» **ACTIVITY LIST**
a - Summarize the excerpt on astrocyte death in the developing retina in two sentences.
b - Based on the excerpt on astrocyte death in the developing retina, decide whether each statement agrees with it, answering yes or no and quoting the deciding words: (i) Astrocyte material is found within microglia at all stages of life. (ii) Eliminating microglia increases the number of viable neurons in the developing retina. (iii) When microglia are absent, astrocytes were seen engulfing one another.
c - Copy out the part of the excerpt on astrocyte death in the developing retina between "A second indication" and "to be tested.", inclusive.

» **SELECTED EXCERPT**
########

Instead, astrocytes appear to be killed and engulfed by microglia, the resident immune cells and major phagocytic cells of the CNS. Astrocyte material is found within phagocytic cups and lysosomes of microglia, but only during the developmental period of astrocyte death (Fig. 4C). Furthermore, ablation of microglia leads to accumulation of excess astrocytes that survive, differentiate, and incorporate into the mature astrocyte network. This finding suggests microglia are active participants in astrocyte death. Microglia also participate in conventional apoptotic death, but in a much more limited and passive manner: When microglia are experimentally eliminated, the corpses of apoptotic neurons accumulate within the developing retina, but there is no increase in the number of viable neurons (Puñal et al., 2019). Thus, for apoptosis, microglia play the nonessential role of simply cleaning up the corpses. By contrast, microglia ablation increases astrocyte survival, demonstrating that microglia are key effectors of astrocyte death.

Two key findings about the developmental death of astrocytes illustrate how important this process is for the overall development of the retina. First, the underlying mechanisms are extremely redundant – it is very difficult to completely break this system. Puñal et al. (2019) used multiple mutant mouse strains to block the major microglial phagocytosis pathways, but no single pathway emerged as the main one responsible for astrocyte loss. This finding suggests a high degree of redundancy between these pathways, although it is always possible that some unique undescribed pathway could mediate astrocyte clearance. Furthermore, even fully removing microglia from the retina does not permanently block death. While death is initially delayed, astrocytes begin dying again approximately two days later, suggesting that a compensatory non-microglial mechanism has been activated to ensure astrocyte death. This compensatory mechanism appears to involve astrocytes taking over the microglial killing role, as astrocytes were observed to engulf each other when microglia were absent (Puñal et al., 2019).

A second indication of the importance of astrocyte death comes from observing the consequences for vasculature when death does not proceed normally. In Csflr−/− mice lacking microglia, the denser astrocyte network is accompanied by bleeding from RNFL vasculature (Puñal et al., 2019). The mechanism underlying this phenotype is still to be determined, but it is consistent with the phenotype of other mice in which astrocyte numbers are experimentally increased (Fruttiger et al., 1996; Perelli et al., 2021). Therefore, we favor the interpretation that RNFL bleeding in Csflr mutants is due to increased astrocyte survival, which leads either to an astrocyte patterning defect or an overabundance of an astrocyte-derived factor such as VEGF-A. This model remains to be tested.

Now that we know developing astrocytes die in large numbers, and we understand something of the mechanisms by which they die, it may soon become possible to manipulate death and study its role in astrocyte patterning. However, we are not quite there yet. Eliminating microglia entirely is a fairly blunt manipulation that likely has nonspecific effects. Identification of the molecular mechanisms by which microglia kill astrocytes would enable a more targeted approach, blocking microglia from killing astrocytes without otherwise disturbing their physiology. This approach would entail identification of the relevant “eat-me” signals on astrocytes, and/or their receptors on microglia, but for now these molecules remain unknown. In addition to enhanced specificity, there may be other advantages to blocking these pathways: If it turns out that astrocytes use the same receptor-ligand system to perform compensatory eating, blocking this molecular interaction might prove to have larger effects on astrocyte survival than simply eliminating microglia. Achieving a more complete blockade of astrocyte death will provide a clearer picture of the consequences for retinal development when death does not occur normally.

########

» **Natural language region descriptions**
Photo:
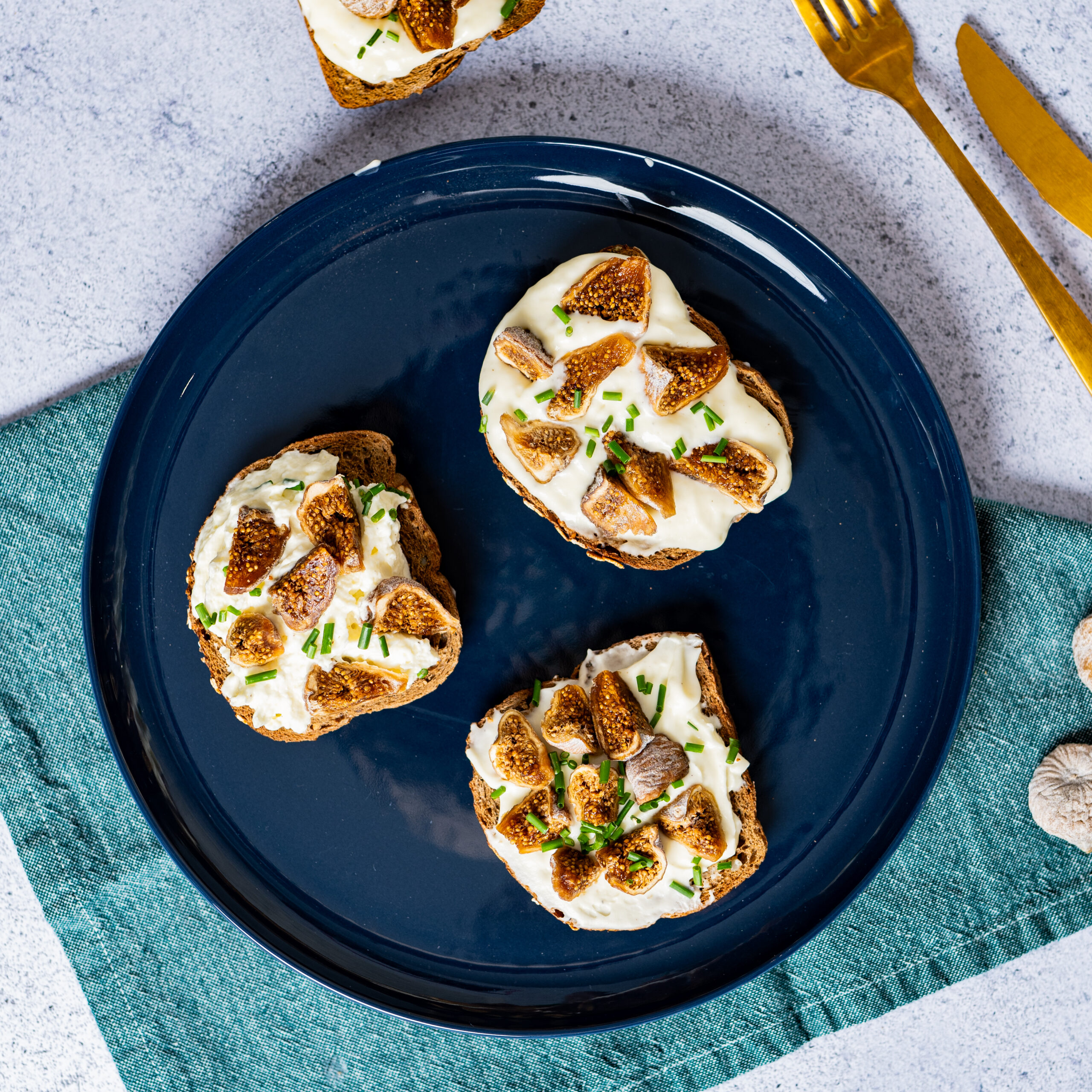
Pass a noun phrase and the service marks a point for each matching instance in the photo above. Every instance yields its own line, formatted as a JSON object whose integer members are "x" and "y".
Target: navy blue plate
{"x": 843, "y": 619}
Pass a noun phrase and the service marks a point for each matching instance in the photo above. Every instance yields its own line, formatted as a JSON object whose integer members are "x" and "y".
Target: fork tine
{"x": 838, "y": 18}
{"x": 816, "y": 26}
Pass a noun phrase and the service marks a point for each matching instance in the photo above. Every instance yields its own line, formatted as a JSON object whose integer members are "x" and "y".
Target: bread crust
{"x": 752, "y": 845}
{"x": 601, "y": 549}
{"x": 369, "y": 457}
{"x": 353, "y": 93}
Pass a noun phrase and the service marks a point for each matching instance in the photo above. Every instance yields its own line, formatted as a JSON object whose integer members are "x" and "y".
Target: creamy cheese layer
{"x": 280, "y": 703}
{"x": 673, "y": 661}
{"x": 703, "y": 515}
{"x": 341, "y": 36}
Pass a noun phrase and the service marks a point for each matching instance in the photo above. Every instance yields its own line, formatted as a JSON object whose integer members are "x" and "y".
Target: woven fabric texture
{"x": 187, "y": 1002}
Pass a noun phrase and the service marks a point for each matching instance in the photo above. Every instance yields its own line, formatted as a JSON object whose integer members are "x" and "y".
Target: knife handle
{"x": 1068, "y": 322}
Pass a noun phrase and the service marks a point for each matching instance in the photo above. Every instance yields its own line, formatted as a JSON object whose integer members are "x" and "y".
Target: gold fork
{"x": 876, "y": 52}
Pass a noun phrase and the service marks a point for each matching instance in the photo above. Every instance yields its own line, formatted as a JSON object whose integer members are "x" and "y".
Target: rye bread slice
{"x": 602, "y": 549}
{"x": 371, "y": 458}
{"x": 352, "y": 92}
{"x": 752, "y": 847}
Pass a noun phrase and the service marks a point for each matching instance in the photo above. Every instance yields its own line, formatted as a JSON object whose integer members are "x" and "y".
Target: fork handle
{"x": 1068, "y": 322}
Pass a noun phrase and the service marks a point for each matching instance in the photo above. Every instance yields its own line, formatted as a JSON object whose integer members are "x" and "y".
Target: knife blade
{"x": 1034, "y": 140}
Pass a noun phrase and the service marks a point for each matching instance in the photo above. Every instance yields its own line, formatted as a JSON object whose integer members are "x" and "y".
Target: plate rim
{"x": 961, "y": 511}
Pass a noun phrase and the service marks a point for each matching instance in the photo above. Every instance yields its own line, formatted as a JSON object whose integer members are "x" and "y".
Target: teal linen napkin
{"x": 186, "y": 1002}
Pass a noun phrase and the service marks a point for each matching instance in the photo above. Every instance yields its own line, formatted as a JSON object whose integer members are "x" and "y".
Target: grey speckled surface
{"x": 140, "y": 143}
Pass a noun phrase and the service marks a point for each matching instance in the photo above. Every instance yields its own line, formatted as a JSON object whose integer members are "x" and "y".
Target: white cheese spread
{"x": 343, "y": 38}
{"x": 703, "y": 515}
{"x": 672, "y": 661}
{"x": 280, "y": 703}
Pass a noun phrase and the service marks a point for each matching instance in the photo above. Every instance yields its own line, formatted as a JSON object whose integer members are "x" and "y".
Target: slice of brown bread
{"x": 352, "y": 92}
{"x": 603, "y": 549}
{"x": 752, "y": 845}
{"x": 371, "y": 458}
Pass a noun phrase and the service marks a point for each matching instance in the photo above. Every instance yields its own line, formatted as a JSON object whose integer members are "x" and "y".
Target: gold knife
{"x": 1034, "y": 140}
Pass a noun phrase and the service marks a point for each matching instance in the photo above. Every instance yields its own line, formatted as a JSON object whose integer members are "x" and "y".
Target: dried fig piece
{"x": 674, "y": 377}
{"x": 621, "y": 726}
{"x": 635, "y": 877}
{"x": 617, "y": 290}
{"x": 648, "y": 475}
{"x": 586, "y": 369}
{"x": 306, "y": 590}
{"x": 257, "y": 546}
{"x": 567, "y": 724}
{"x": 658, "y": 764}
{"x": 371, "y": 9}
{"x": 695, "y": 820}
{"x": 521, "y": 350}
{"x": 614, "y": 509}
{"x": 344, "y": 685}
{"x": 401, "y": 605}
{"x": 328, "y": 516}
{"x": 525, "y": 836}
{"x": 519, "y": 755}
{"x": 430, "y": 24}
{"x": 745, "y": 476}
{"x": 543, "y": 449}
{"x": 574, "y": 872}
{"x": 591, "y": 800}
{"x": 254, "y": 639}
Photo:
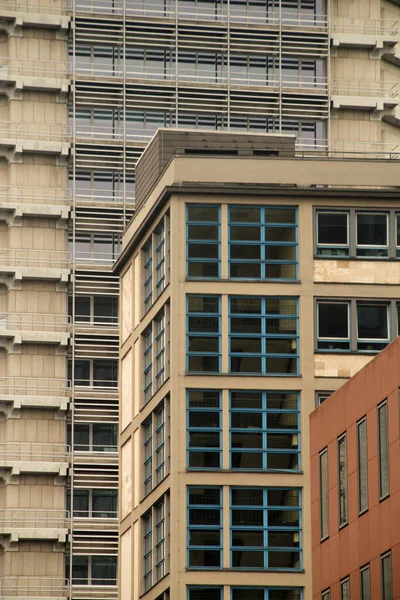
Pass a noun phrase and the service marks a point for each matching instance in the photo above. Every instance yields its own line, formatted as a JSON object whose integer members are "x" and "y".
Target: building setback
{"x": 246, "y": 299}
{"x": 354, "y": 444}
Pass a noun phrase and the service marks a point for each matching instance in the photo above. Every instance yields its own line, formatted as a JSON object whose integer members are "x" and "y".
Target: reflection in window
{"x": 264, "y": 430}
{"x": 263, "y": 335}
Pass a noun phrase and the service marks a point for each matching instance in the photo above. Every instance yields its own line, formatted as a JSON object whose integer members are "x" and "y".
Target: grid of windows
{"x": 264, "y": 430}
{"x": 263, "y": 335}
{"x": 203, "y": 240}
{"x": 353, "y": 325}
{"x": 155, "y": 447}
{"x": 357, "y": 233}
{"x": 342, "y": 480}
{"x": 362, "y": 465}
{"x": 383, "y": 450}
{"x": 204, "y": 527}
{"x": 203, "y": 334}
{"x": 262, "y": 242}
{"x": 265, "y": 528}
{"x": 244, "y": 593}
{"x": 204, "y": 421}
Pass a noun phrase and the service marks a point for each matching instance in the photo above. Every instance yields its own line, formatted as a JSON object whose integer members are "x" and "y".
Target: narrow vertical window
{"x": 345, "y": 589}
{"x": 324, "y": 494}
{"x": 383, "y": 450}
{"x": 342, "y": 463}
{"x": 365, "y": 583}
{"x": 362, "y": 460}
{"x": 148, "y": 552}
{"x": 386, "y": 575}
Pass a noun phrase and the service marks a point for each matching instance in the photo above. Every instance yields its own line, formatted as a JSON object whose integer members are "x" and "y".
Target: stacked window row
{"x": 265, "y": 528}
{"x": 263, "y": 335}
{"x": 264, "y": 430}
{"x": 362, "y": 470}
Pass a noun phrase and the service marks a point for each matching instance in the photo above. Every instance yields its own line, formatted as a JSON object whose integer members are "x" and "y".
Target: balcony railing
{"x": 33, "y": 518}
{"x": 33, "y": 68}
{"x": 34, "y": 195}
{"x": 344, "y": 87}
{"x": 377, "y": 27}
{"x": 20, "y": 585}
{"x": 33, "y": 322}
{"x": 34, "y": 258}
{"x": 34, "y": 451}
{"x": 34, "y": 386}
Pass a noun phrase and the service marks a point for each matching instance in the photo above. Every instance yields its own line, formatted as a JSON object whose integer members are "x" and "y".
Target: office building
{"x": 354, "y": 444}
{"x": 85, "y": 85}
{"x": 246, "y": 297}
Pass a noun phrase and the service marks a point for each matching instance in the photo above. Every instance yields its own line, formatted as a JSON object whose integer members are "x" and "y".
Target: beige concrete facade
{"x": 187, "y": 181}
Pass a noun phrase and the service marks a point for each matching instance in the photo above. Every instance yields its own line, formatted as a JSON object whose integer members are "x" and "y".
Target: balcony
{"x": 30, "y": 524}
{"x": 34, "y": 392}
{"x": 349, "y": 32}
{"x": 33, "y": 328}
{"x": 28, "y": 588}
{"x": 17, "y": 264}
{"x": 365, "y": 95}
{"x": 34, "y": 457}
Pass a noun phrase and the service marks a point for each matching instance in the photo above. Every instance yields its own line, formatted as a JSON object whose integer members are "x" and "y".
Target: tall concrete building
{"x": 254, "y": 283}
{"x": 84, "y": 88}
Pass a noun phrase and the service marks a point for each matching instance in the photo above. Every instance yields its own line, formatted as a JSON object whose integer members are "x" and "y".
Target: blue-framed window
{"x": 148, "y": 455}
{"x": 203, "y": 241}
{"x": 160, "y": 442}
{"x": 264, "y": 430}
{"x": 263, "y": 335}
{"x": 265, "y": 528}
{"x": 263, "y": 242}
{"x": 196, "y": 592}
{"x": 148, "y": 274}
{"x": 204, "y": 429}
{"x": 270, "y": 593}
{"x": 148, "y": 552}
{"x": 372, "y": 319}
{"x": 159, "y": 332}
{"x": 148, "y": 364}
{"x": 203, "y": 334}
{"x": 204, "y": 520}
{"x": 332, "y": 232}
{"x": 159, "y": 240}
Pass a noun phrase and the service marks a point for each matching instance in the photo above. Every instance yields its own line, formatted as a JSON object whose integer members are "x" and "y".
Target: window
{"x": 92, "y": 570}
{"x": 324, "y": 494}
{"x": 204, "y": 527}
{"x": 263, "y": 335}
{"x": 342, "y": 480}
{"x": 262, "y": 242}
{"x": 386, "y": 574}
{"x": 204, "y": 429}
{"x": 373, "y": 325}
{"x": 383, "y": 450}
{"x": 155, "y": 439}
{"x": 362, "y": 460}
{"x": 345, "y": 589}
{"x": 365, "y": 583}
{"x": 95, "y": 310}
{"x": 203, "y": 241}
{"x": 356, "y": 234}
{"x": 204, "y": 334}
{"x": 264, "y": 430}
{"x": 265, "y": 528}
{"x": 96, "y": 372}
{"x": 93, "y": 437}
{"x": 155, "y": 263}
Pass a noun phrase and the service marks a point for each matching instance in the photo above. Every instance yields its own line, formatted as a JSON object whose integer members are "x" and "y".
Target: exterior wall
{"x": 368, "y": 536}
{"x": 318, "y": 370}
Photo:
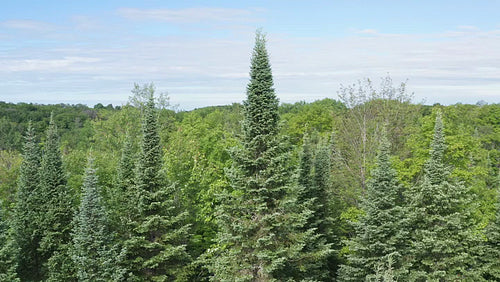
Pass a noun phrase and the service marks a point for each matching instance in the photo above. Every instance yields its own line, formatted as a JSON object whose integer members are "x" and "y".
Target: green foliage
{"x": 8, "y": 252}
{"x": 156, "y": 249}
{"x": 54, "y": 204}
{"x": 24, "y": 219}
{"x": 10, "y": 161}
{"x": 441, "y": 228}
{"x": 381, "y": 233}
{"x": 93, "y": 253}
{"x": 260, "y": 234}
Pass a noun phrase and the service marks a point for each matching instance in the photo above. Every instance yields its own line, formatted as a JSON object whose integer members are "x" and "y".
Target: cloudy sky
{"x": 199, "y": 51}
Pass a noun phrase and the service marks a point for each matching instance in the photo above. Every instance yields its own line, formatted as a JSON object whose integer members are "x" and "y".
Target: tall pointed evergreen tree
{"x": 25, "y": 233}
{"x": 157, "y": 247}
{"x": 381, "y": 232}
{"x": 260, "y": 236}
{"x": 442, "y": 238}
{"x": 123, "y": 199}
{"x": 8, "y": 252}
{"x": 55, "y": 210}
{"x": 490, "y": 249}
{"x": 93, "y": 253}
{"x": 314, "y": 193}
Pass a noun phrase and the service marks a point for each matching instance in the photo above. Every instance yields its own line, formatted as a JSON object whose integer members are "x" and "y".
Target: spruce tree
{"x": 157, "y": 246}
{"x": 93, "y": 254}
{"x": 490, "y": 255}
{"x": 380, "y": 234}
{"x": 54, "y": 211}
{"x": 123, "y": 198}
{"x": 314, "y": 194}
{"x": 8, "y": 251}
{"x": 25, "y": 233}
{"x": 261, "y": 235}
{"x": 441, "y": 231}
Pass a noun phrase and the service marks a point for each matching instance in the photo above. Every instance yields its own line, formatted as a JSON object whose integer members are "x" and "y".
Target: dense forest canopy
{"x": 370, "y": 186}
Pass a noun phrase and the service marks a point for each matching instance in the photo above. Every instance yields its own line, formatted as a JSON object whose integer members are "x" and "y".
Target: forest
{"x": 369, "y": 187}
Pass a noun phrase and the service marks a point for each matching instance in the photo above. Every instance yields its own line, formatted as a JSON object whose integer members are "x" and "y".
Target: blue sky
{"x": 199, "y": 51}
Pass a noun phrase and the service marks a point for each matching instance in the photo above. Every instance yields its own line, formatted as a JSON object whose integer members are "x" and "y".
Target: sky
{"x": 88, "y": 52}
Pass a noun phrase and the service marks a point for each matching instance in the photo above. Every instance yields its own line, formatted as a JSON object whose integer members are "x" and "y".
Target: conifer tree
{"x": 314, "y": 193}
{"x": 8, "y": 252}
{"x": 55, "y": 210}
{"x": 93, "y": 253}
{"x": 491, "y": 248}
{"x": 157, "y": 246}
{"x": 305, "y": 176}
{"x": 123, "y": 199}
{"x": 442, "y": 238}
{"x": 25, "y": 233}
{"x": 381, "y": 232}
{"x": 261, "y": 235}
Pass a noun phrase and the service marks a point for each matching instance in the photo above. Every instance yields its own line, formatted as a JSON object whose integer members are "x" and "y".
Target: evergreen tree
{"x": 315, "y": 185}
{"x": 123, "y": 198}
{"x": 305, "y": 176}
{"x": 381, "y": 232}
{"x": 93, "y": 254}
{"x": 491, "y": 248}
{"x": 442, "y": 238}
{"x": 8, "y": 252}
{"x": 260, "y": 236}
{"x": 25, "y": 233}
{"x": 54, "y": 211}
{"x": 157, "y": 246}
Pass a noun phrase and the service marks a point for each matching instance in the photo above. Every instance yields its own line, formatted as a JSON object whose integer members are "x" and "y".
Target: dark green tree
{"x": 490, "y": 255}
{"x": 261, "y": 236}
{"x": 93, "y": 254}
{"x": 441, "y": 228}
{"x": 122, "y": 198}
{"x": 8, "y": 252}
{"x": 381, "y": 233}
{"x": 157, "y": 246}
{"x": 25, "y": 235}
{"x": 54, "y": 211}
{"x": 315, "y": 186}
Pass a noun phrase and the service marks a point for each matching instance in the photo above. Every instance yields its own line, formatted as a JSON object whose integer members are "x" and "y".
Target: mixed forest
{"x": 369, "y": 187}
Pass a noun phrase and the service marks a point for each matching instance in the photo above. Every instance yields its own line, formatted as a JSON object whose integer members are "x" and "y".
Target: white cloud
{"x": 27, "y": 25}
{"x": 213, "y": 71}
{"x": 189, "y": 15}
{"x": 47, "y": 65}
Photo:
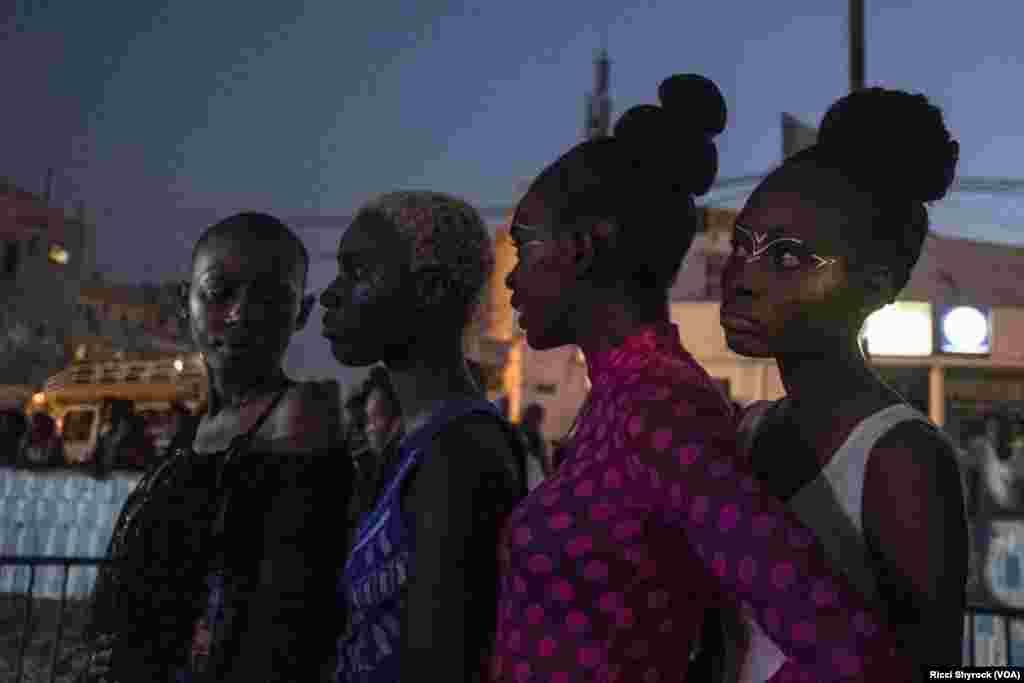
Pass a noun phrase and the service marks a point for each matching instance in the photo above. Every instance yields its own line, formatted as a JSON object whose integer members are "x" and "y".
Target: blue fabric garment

########

» **TASK RESULTS**
a - Microglia, the resident immune cells of the CNS, kill and engulf developing astrocytes, and removing them lets excess astrocytes survive, whereas in apoptosis microglia only clean up the corpses. The mechanisms of this death are highly redundant, since astrocytes engulf each other when microglia are absent, and mice lacking microglia show bleeding from RNFL vasculature; identifying the "eat-me" signals involved could allow astrocyte death to be blocked more specifically.

b -
(i) No: "but only during the developmental period of astrocyte death"
(ii) No: "but there is no increase in the number of viable neurons"
(iii) Yes: "astrocytes were observed to engulf each other when microglia were absent"

c -
A second indication of the importance of astrocyte death comes from observing the consequences for vasculature when death does not proceed normally. In Csflr−/− mice lacking microglia, the denser astrocyte network is accompanied by bleeding from RNFL vasculature (Puñal et al., 2019). The mechanism underlying this phenotype is still to be determined, but it is consistent with the phenotype of other mice in which astrocyte numbers are experimentally increased (Fruttiger et al., 1996; Perelli et al., 2021). Therefore, we favor the interpretation that RNFL bleeding in Csflr mutants is due to increased astrocyte survival, which leads either to an astrocyte patterning defect or an overabundance of an astrocyte-derived factor such as VEGF-A. This model remains to be tested.